(STATED TASK):
Identify and copy every line of the data below that contains the string "blue", treating case as significant.

(EXTRACTED MATERIAL):
-- Begin --

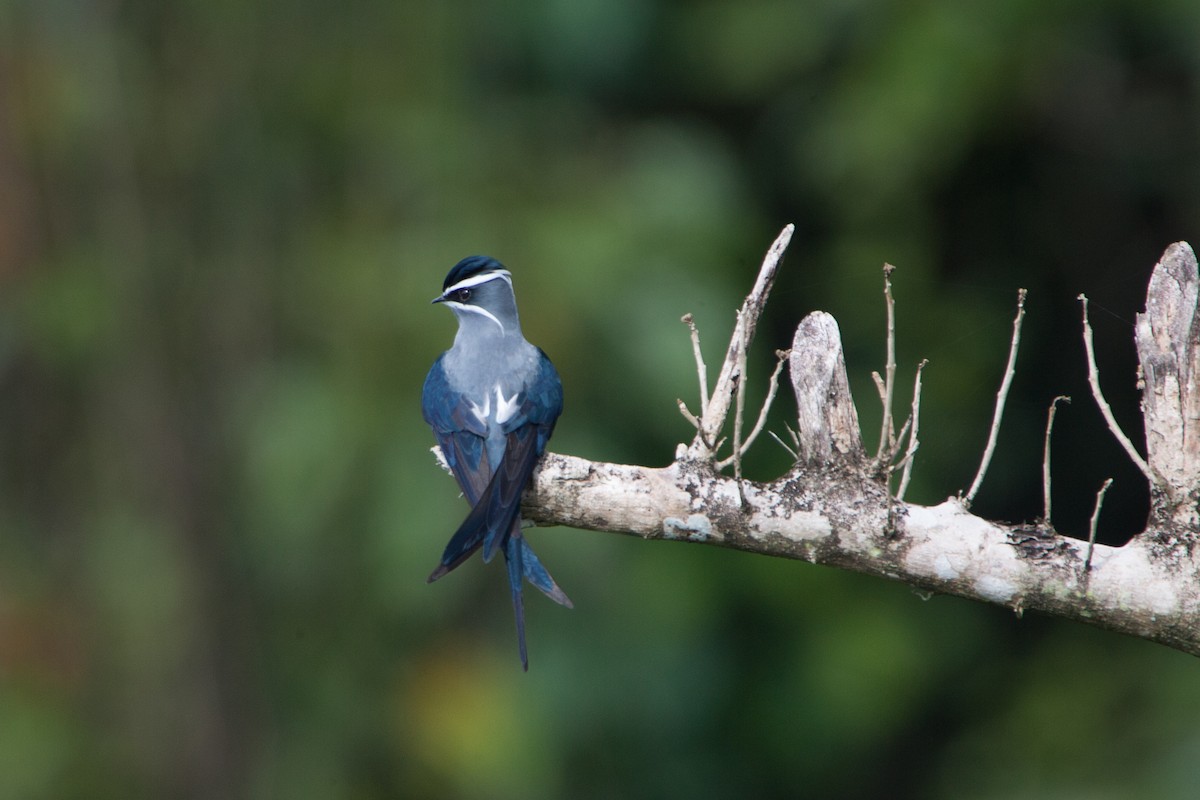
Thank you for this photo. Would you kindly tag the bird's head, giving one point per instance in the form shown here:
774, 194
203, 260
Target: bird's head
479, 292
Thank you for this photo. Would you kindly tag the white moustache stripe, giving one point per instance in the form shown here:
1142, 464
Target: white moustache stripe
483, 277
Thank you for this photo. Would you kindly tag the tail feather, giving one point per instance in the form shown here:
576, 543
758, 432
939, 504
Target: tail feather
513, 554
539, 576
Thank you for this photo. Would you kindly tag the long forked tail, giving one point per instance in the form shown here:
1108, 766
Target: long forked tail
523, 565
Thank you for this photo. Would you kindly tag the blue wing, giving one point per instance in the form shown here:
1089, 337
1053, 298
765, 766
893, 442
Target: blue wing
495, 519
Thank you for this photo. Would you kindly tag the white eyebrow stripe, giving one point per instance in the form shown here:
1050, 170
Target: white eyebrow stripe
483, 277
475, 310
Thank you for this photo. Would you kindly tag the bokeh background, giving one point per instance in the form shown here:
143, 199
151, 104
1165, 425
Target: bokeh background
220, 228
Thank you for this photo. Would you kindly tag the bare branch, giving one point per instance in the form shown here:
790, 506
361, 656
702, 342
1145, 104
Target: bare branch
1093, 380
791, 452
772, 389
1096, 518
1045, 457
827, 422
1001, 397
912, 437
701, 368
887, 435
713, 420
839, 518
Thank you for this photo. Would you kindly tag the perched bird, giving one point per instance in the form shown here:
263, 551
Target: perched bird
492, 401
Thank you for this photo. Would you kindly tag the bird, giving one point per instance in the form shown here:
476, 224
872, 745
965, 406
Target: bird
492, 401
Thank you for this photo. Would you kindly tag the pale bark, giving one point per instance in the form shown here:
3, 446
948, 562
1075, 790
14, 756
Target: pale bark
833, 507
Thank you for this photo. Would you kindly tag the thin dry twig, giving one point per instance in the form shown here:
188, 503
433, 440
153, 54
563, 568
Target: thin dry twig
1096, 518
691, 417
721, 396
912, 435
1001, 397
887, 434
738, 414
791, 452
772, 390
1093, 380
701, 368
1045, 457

-- End --
-- Begin --

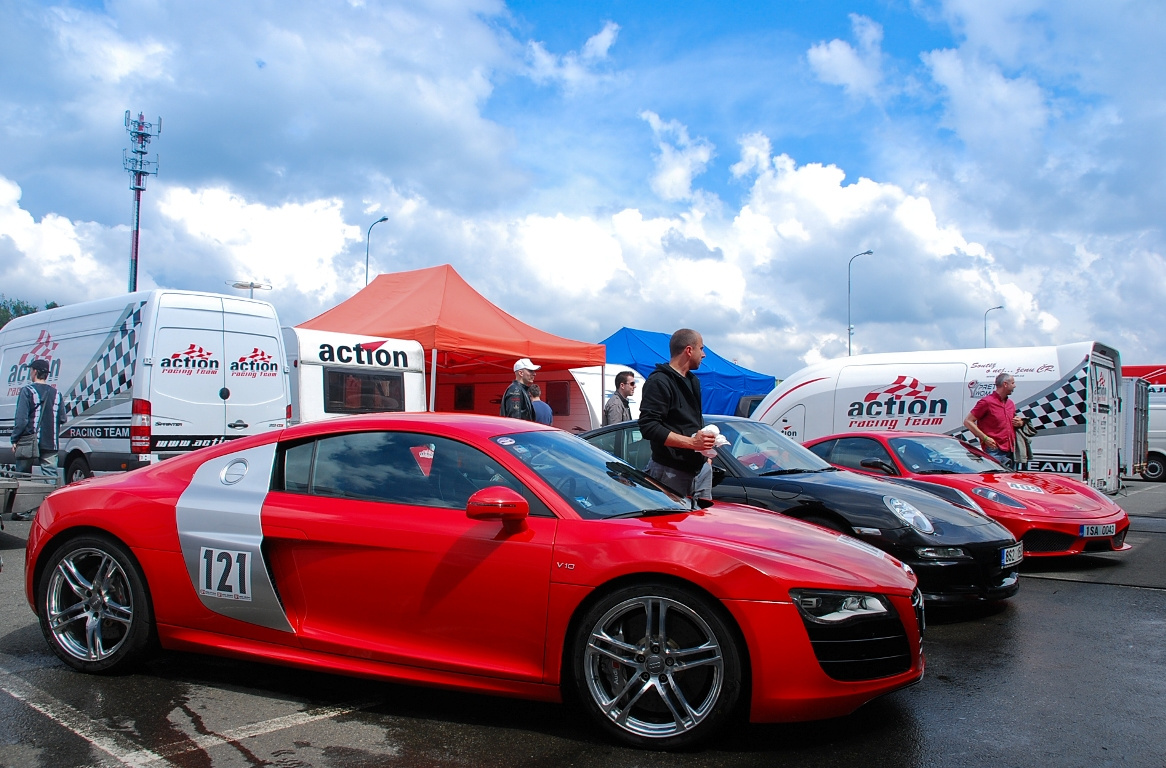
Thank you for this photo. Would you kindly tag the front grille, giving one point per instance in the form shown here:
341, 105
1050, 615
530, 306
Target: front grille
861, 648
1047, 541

-- End --
-- Begin --

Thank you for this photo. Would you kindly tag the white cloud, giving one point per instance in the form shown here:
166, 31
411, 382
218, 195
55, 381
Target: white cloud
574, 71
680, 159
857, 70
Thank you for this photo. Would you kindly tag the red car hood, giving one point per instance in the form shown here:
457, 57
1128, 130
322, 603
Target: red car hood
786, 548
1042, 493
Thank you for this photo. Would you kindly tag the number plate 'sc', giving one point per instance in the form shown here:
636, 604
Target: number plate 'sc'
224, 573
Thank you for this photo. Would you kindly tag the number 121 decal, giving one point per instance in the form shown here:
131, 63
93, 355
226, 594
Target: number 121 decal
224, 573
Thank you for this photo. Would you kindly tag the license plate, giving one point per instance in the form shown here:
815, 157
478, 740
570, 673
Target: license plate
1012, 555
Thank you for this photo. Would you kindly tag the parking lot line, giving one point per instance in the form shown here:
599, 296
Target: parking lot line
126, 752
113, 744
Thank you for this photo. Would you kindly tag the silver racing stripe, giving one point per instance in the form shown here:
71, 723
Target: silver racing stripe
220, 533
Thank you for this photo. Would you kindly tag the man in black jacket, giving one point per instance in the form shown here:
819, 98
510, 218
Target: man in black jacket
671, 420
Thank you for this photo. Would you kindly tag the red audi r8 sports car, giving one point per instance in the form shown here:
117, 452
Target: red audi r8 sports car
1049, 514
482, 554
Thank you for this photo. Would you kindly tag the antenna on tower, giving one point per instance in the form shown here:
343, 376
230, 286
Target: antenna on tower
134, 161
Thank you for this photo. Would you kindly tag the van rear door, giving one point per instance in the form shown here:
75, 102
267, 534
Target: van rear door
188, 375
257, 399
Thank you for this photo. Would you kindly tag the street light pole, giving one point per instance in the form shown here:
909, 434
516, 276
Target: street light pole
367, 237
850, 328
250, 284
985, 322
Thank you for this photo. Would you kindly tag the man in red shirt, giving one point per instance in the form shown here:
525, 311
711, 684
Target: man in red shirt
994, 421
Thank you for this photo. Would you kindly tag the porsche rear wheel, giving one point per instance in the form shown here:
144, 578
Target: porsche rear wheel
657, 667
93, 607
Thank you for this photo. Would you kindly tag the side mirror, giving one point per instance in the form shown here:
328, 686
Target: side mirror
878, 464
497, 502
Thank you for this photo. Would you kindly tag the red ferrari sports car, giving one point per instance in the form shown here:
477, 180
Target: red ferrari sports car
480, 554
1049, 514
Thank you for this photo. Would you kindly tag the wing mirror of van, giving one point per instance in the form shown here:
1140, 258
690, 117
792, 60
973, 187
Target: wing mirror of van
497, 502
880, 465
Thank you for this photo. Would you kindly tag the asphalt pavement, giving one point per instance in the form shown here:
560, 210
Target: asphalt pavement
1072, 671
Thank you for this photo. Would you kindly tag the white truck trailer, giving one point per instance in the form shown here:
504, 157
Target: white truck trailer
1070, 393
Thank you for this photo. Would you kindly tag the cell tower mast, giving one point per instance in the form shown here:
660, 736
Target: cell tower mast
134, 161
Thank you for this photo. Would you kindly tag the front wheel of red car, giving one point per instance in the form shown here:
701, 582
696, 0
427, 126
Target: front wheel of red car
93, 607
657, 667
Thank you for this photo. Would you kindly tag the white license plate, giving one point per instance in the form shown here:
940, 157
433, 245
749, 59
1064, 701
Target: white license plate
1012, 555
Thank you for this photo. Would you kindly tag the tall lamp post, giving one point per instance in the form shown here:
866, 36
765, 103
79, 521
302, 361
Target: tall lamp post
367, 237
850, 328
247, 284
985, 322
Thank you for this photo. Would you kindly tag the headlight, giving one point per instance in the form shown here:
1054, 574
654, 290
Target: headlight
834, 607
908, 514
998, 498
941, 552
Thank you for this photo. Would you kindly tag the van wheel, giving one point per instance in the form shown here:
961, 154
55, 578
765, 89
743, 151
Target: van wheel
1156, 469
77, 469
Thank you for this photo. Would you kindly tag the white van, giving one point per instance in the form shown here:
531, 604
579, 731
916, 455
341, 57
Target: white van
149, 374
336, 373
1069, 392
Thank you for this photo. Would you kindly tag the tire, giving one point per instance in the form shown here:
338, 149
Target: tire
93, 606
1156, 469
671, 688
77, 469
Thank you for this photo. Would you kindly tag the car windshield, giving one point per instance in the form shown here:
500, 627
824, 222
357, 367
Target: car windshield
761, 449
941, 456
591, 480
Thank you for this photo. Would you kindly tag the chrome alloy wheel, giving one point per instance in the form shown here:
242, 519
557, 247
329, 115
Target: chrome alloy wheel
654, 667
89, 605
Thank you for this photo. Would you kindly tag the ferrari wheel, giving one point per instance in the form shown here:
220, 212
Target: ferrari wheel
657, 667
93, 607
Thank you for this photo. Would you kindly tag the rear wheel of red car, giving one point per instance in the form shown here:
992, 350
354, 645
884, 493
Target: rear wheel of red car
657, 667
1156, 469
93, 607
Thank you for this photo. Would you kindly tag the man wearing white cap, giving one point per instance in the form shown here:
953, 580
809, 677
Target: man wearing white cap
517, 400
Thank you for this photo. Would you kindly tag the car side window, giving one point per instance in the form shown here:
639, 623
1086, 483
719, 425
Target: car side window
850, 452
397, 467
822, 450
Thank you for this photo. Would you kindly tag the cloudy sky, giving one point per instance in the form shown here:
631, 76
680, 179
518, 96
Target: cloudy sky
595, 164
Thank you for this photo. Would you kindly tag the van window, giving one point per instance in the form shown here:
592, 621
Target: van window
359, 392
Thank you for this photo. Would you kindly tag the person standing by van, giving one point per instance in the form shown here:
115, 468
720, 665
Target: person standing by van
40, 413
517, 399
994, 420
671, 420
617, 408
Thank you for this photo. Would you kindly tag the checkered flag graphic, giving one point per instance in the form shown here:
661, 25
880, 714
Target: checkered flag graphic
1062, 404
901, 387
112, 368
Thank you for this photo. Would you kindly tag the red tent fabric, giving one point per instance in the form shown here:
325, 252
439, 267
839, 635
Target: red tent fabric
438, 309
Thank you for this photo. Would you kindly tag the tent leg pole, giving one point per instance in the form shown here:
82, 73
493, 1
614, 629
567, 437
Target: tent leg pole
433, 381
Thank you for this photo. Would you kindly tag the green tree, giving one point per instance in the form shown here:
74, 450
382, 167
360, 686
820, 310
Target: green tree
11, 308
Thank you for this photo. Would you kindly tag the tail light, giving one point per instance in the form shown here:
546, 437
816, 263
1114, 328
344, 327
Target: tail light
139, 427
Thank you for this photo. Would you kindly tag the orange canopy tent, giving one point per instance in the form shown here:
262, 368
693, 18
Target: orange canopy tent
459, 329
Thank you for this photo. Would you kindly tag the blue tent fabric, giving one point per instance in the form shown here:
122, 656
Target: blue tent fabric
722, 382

-- End --

(COMPLETE OUTPUT):
Thank you for this photo. Would you kindly tag the blue wing, giving one point per instance in the form shown here:
Target: blue wing
Thank you for this photo. Would you kindly tag the blue tent fabric, giving one point per instance in the form shown here:
Target: blue tent fabric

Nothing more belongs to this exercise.